• [Dataset records]:
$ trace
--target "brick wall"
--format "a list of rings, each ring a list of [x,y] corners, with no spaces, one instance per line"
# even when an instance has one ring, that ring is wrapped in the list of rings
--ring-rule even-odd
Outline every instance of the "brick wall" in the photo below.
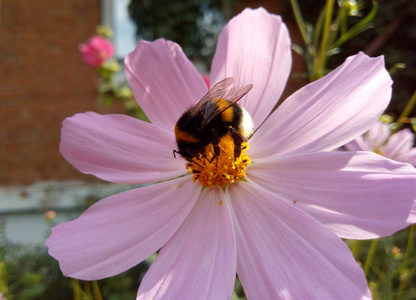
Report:
[[[95,71],[78,45],[100,22],[100,1],[2,0],[0,185],[86,179],[60,155],[64,118],[95,110]]]
[[[64,118],[97,110],[98,77],[81,62],[78,45],[95,33],[101,1],[0,1],[0,185],[91,179],[62,158],[59,139]],[[261,2],[285,14],[290,8],[282,3]],[[237,12],[259,5],[240,1]],[[285,21],[301,43],[294,23]],[[294,71],[304,68],[295,54]],[[283,98],[303,84],[292,78]]]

• [Problem to solve]:
Copy exactly the stretch of data above from the line with "# even when" through the line with "Outline every instance", and omit all other lines.

• [Written answer]:
# even when an instance has one ring, that ring is wrapped in the list of rings
--ring-rule even-odd
Outline every instance of the "brick wall" in the photo below.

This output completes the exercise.